## Begin DATA PROVIDED

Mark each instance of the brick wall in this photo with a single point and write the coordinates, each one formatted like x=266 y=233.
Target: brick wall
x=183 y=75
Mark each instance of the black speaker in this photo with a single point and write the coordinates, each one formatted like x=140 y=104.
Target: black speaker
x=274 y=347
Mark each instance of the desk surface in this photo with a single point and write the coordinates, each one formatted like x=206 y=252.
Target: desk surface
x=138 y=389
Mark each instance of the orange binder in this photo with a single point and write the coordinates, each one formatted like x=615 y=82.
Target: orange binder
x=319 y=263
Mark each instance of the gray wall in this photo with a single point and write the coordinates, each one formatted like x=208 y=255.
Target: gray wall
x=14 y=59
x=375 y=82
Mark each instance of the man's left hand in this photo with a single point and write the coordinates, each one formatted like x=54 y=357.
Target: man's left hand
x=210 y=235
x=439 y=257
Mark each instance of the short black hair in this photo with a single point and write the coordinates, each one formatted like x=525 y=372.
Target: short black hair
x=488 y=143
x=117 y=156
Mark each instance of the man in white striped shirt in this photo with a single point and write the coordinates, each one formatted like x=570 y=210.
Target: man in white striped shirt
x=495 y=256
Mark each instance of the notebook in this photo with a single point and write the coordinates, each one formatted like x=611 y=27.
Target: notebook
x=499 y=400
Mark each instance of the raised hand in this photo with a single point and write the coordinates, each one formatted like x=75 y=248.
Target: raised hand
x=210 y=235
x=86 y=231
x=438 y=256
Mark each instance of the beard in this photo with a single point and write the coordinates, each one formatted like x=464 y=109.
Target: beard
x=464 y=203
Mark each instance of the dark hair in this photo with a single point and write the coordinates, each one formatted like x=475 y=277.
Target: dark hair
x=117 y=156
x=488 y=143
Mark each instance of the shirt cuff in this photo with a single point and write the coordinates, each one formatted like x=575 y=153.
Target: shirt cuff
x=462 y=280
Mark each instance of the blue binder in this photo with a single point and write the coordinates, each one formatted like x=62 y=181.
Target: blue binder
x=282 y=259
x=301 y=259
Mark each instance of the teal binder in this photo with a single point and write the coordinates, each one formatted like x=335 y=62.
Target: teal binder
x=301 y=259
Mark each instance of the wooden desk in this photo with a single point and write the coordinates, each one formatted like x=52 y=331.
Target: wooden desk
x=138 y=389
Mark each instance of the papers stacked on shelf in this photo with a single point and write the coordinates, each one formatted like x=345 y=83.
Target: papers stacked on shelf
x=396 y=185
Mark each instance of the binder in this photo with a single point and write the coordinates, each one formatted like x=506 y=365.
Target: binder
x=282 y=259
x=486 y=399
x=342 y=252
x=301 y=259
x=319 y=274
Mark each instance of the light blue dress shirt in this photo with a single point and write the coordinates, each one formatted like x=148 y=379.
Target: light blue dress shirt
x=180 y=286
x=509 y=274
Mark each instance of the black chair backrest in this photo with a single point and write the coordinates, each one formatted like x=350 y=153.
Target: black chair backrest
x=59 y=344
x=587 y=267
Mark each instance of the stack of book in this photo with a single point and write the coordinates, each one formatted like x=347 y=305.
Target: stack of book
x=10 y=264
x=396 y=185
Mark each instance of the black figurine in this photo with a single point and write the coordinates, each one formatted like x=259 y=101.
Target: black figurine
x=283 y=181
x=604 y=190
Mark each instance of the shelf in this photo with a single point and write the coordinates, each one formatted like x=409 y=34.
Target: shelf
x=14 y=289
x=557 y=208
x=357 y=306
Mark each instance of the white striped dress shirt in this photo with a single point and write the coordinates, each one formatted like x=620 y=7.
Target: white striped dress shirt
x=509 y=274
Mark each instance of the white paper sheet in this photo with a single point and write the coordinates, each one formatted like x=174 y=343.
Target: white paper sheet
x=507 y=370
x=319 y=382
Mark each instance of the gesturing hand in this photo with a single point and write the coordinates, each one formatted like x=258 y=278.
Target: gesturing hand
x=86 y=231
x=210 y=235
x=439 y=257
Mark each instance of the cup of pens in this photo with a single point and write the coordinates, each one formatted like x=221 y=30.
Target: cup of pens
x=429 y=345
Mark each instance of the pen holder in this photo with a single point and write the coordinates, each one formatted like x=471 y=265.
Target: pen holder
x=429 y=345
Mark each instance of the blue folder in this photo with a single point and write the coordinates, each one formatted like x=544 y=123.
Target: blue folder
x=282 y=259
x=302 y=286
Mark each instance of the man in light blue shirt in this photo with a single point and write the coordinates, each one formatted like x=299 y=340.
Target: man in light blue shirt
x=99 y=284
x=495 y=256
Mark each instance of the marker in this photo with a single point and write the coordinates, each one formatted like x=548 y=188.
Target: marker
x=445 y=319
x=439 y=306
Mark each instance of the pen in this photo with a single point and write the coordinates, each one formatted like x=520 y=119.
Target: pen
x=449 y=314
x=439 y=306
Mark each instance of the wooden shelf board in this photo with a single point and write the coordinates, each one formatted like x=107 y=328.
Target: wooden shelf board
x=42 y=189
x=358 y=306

## End DATA PROVIDED

▶ GIVEN PROBLEM: Starting with the line that contains "Mark each instance of the black chair" and going on through the line that contains "x=604 y=190", rename "figurine" to "statuette" and write out only those lines, with everything else left as it is.

▶ PROBLEM SOLUTION:
Mark each instance of the black chair backrest in this photo with a single point and write the coordinates, each one formatted like x=350 y=153.
Target: black chair backrest
x=59 y=344
x=587 y=267
Mark each instance of the stack of book in this photo with a single point and write the coordinates, each one formatted like x=347 y=305.
Target: stack of book
x=10 y=264
x=396 y=185
Mark each instance of the black statuette in this photo with a single point and write the coordinates, each one formatted like x=259 y=101.
Target: black statuette
x=283 y=181
x=604 y=190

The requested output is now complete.